— WHAT THE EXERCISE ASKS —
Would you please retype, exactly, the lines of the listing below between the line with "Each <instance> block" and the line with "box: [0, 149, 33, 229]", inclusive?

RECORDS FOR THIS TASK section start

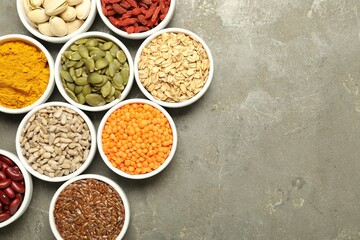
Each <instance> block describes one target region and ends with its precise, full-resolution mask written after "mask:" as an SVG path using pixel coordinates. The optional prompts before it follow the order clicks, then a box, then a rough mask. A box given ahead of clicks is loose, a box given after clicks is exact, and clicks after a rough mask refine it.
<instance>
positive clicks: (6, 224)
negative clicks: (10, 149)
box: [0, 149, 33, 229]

RECORDS FOR THIS TASK section end
RECORDS FOR THIS TASK section start

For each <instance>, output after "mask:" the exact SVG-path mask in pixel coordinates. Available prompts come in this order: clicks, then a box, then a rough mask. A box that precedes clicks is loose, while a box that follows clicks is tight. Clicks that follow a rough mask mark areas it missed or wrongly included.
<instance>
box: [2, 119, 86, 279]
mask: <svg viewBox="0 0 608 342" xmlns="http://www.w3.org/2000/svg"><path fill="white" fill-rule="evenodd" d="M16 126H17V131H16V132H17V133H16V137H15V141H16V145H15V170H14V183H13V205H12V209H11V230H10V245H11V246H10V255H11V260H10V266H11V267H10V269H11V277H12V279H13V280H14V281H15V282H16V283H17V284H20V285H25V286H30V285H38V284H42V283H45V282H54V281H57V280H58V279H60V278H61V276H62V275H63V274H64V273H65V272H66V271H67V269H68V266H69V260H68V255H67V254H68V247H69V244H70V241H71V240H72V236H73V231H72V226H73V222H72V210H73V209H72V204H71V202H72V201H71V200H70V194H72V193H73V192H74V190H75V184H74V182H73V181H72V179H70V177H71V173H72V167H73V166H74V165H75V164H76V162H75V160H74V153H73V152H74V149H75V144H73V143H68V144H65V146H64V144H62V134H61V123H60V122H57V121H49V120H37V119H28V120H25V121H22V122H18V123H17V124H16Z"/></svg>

RECORDS FOR THIS TASK section end

— ANSWER AREA —
Each <instance> block describes one target region and ends with its precise, full-resolution mask written after "mask:" as an SVG path using pixel coordinates. The optional prompts before it follow the order clicks, then a box, then a rough mask. A box given ahead of clicks is loose, a box given after clicks is exact, and clicks after a rough mask refine it.
<instance>
positive clicks: (6, 224)
negative clicks: (10, 149)
box: [0, 149, 33, 229]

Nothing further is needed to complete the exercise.